Passage provided ::
Population And Global Warming

 In Environment, women

The question to the BBC programme was ‘should I have children when I see the world falling apart?’ I cannot answer it because I don’t have a womb. Even if I called myself a woman I still don’t have a womb. A child is a massive investment for a woman. The trauma of childbirth is a health and longevity risk. However, women live longer lives than men due to their physiology being stronger. This is because of their ability to bear children. I fully accept that a man is usually involved but, whatever his feelings, the woman does all the work. The decision is, ultimately, hers to make. Childbirth is a unique privilege for a woman. The patriarchal society has ended and men no longer keep women in constant childbirth simply because they demand sex. But, this comes with responsibilities. Women now have to think about population and global warming.

Poverty and children

After I left school, a male friend of mine fathered a child. I looked upon the baby and the word poverty bounced around in my head. Children needed feeding and kept people, like me, in poverty. Consequently, I knew that I did not want children at that time. For years, as the older child in a big family, I had been given far too many childcare responsibilities. The sweet sick of a child all over my shoulder was familiar. Winding babies, rocking them to sleep, taking children to the playground, that made me old before my years. I did not have a good childhood and I was not a normal child. However, nobody, I repeat, nobody, talked down having children. That, of course, was because women were little more than walking wombs. Having a family, a child, was expected and not having children was labelled weird and perverse.

Population and global warming

A professor in South Africa put me into this reflective mood. He had an interesting perspective on this topic. Principally, it is that human life is not worth living, that it has no fulfillment in it. His argument is that poverty is universal and illness is just a precursor to an unpleasant lingering death. Why bring a child into the world to face all this agony? I could refute this because since starting work and not before, life has been good to me. I have known and still experience so much joy. However, that is because I live in relative affluence. That is, in part, because I have no children. Unlike most of the world, the need for children to support me in later life has been broken. That need for children began in Britain perhaps 12000 years ago with our hunter gatherer forebears.

Solving the global crisis

The shock when I listened to this professor was profound; that if we had no children from today, in less than 100 years, the entire world would be saved. No global warming crisis, no Covid, no flu pandemic and no strictly. It was this human hardship in our distant past that created religion. They knew the world was full of agony and so they invented paradise. The shamans and clerics could easily excuse constant human illness, child death and hunger; “why worry, this world is just a precursor to the wonderful next.” The majority of people still believe in an afterlife. In part, this is why the world is in such a mess today. My good life is actually due to the industrial revolution, to fossil fuels. However, much of the world cannot have expensive coal or oil. Will renewables ever reach them? If not, their agonies continue!

Task prompt ::
From the passage on population and global warming, extract the words beginning at "Solving the global" and ending after "their agonies continue!", copied without changes.

Provided material ::
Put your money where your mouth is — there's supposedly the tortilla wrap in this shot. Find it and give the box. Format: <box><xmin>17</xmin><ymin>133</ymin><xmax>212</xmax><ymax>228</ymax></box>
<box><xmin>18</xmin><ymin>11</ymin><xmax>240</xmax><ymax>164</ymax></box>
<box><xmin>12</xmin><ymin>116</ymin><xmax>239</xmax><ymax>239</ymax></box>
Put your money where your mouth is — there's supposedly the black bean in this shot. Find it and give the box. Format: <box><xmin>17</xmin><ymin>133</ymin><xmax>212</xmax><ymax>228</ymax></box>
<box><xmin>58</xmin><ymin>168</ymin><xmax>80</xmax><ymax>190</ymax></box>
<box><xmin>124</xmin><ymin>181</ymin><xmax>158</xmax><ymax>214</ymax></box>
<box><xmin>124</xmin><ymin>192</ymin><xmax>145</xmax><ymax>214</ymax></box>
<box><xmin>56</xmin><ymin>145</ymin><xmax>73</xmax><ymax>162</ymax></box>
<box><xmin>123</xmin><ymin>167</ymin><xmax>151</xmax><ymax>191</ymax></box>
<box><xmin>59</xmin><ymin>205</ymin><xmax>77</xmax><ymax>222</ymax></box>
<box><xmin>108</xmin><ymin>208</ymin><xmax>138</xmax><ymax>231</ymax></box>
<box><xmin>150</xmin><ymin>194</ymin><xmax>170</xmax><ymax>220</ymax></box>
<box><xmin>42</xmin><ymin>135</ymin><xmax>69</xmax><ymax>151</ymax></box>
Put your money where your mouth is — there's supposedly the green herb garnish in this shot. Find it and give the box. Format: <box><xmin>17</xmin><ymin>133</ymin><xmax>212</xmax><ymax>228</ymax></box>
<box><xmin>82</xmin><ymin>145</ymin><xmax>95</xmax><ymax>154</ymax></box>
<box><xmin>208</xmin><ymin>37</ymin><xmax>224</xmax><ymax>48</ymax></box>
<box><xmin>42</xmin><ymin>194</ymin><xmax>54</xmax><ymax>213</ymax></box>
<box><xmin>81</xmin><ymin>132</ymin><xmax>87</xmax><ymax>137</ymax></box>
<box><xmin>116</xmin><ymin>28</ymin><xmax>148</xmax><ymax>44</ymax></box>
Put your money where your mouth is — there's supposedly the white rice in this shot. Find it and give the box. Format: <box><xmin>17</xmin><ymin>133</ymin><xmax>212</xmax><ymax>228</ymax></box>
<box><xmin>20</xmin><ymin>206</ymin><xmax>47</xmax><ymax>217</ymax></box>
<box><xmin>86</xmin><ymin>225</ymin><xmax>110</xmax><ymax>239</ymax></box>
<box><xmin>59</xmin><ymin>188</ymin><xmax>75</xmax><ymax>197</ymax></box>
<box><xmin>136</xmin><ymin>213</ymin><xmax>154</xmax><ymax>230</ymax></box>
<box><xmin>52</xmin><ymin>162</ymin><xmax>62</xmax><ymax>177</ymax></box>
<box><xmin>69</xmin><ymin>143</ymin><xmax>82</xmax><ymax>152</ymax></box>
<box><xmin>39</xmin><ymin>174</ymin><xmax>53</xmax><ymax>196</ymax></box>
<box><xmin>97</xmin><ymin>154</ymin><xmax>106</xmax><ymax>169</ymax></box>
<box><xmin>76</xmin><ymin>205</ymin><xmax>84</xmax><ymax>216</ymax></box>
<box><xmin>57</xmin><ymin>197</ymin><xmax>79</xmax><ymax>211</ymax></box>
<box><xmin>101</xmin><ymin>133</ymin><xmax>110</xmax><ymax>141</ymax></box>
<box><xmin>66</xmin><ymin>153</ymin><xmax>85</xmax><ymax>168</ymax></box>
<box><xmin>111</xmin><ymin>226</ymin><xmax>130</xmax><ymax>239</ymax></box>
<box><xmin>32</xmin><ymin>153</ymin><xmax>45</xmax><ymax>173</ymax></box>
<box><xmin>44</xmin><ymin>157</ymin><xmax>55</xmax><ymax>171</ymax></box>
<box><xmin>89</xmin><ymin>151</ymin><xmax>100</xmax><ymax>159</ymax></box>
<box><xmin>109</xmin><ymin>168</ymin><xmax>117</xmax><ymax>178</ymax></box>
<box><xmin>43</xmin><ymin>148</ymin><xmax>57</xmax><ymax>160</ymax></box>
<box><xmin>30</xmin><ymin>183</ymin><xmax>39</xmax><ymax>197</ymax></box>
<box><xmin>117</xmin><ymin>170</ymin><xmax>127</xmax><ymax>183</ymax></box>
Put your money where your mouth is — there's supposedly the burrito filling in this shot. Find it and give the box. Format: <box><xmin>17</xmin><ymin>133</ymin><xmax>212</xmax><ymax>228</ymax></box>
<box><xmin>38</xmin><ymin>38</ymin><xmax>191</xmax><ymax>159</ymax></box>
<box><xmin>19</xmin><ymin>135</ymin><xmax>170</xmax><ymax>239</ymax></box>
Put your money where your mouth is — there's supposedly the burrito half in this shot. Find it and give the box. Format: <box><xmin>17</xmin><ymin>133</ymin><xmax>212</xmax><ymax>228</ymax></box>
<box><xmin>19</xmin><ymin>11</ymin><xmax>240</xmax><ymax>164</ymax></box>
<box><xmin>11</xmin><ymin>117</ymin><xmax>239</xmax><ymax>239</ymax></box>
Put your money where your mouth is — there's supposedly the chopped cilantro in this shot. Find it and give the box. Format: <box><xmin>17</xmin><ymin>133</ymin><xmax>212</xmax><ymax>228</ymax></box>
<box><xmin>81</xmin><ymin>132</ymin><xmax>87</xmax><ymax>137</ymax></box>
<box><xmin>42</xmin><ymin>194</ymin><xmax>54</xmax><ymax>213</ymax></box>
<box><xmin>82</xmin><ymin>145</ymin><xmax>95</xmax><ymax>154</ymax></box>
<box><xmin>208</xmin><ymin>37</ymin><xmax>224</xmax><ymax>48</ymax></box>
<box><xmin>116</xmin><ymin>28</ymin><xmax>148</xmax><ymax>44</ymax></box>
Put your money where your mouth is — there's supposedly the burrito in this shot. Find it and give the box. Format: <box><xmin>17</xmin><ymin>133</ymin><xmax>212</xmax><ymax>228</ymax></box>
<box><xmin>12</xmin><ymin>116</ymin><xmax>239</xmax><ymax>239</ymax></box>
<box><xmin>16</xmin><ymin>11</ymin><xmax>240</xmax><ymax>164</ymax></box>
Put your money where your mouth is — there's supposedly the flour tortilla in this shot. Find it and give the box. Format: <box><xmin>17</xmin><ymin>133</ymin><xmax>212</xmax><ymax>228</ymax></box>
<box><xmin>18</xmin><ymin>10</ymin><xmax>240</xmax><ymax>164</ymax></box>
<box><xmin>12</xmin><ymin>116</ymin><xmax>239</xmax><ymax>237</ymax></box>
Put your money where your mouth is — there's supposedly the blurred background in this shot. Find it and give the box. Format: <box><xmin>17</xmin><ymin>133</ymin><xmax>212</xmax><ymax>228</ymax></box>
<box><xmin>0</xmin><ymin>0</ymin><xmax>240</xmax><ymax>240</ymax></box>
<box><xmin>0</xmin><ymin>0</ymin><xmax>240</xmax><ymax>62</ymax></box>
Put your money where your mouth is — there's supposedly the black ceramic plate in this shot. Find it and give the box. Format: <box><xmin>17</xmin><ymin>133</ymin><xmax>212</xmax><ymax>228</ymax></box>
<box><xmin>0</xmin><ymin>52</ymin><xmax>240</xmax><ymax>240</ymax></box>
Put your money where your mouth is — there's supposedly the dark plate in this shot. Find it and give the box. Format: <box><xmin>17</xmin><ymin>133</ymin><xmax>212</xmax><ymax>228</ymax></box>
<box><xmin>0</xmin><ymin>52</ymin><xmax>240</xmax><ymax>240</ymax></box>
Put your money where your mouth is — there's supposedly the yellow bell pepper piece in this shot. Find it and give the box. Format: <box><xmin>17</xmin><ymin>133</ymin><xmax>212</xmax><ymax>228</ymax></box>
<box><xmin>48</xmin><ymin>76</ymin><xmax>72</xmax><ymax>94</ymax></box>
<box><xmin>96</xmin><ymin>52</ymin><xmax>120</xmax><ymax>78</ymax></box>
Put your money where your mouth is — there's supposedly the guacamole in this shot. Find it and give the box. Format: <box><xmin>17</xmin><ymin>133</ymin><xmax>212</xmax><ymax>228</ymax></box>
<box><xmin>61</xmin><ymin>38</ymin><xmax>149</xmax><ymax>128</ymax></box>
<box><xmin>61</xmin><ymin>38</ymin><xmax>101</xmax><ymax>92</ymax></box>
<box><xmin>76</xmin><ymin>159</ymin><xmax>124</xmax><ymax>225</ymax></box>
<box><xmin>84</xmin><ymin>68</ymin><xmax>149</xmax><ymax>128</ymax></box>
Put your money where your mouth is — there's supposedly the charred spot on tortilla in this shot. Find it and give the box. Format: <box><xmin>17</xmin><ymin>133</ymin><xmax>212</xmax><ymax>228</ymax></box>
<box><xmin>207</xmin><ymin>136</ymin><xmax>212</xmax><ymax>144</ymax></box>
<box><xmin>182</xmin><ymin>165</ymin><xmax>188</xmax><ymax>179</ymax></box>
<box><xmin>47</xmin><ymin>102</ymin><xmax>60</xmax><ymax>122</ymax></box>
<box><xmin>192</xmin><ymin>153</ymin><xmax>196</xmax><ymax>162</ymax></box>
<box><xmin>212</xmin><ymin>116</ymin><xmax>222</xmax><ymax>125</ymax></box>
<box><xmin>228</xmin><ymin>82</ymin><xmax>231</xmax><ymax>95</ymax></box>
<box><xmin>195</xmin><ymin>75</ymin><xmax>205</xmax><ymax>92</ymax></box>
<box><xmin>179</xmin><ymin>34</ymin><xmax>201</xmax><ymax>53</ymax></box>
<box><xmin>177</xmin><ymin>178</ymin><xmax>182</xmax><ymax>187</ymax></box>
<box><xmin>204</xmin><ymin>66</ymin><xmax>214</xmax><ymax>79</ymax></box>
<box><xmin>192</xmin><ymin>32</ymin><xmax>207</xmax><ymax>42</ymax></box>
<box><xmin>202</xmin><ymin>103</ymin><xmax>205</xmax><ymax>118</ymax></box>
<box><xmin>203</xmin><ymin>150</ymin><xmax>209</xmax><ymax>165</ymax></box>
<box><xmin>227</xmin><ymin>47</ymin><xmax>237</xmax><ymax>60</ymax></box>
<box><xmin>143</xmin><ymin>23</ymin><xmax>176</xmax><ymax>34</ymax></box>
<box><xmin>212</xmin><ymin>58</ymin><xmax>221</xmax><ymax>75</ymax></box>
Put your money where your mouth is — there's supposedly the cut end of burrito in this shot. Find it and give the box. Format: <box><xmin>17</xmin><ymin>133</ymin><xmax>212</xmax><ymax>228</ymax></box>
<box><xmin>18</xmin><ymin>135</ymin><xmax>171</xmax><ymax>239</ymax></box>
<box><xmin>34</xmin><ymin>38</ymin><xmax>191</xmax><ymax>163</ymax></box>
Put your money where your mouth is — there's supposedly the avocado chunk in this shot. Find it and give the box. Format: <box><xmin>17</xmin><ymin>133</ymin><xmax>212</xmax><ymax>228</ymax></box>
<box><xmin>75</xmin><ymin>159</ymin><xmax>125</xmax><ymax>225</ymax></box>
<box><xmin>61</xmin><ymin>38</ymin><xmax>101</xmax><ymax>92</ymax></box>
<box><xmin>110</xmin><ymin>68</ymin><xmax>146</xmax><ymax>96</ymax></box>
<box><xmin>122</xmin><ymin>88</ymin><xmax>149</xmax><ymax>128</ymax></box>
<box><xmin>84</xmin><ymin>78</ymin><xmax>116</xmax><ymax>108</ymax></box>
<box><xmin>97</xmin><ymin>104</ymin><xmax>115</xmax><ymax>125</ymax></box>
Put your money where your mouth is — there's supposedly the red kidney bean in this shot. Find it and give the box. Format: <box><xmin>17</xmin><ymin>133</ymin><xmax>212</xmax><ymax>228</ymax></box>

Your response ::
Solving the global crisis

The shock when I listened to this professor was profound; that if we had no children from today, in less than 100 years, the entire world would be saved. No global warming crisis, no Covid, no flu pandemic and no strictly. It was this human hardship in our distant past that created religion. They knew the world was full of agony and so they invented paradise. The shamans and clerics could easily excuse constant human illness, child death and hunger; “why worry, this world is just a precursor to the wonderful next.” The majority of people still believe in an afterlife. In part, this is why the world is in such a mess today. My good life is actually due to the industrial revolution, to fossil fuels. However, much of the world cannot have expensive coal or oil. Will renewables ever reach them? If not, their agonies continue!